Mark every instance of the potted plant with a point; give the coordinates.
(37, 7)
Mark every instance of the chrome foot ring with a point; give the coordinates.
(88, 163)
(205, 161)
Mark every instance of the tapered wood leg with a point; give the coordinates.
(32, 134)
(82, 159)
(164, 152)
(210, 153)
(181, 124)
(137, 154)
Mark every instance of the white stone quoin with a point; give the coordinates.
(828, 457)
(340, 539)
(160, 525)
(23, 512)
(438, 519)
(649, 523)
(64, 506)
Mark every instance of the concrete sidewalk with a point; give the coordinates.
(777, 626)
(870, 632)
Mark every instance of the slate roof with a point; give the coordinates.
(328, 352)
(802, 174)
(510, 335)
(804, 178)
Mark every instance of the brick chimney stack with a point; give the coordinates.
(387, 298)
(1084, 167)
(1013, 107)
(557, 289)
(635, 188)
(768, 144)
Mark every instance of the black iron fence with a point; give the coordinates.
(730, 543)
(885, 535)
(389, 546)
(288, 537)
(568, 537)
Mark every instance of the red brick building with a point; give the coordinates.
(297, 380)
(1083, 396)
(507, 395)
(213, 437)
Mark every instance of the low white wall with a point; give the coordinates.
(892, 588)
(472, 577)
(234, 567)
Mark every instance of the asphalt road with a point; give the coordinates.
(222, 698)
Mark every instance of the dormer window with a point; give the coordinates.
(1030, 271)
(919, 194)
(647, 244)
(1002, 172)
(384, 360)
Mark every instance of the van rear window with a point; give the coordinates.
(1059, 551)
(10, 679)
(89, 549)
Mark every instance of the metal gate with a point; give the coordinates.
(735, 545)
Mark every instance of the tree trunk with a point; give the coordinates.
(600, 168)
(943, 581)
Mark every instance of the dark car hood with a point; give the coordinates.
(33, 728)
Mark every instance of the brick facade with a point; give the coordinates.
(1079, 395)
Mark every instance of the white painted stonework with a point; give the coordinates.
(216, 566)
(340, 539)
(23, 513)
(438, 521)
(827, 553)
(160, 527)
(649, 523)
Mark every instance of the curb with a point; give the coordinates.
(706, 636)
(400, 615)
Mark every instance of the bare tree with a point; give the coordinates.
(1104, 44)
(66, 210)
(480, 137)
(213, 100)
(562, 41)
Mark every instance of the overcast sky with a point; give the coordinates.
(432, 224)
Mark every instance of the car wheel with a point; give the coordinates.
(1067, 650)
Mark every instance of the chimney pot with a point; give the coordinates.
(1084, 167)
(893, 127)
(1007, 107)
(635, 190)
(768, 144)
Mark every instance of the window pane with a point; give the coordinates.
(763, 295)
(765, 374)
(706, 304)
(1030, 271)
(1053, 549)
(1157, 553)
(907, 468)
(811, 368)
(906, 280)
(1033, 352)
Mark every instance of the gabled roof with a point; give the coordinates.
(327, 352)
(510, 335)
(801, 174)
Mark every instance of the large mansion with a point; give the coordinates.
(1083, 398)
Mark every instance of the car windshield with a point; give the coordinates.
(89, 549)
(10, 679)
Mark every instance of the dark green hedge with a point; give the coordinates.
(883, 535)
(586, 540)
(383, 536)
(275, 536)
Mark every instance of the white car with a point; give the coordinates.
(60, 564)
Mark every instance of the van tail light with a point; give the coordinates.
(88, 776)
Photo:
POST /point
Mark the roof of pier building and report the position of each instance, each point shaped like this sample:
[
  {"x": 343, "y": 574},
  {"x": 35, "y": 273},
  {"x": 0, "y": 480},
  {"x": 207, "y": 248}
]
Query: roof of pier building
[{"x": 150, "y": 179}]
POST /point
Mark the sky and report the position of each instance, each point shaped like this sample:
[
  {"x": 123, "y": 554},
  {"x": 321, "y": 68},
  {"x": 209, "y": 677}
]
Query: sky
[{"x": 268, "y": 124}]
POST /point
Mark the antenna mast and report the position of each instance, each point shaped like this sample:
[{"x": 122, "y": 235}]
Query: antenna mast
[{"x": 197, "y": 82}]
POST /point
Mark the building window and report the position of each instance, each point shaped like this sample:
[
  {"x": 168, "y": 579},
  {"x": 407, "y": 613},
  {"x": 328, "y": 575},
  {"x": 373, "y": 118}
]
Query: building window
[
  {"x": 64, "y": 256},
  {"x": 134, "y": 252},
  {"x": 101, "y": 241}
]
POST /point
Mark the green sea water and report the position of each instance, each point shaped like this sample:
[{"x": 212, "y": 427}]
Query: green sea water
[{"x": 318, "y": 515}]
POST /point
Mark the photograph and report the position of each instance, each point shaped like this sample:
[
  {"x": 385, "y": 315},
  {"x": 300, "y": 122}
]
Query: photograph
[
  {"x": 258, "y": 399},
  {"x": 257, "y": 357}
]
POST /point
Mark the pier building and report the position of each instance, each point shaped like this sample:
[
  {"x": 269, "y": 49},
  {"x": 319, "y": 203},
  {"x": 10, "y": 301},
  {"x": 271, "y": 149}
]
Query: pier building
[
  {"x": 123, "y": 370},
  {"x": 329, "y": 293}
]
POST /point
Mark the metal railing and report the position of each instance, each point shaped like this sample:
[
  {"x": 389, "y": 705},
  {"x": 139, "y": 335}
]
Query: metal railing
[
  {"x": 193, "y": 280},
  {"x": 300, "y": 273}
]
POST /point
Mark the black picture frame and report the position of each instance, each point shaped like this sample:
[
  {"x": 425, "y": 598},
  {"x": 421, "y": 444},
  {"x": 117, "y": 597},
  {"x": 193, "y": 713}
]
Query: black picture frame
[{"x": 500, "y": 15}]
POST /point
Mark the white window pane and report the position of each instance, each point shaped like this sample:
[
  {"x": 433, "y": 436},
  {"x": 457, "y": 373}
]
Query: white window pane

......

◆ **Task statement**
Among the records above, how many lines contain the word "shaped"? Answer with the number by itself.

◆ **Solution to the exercise**
10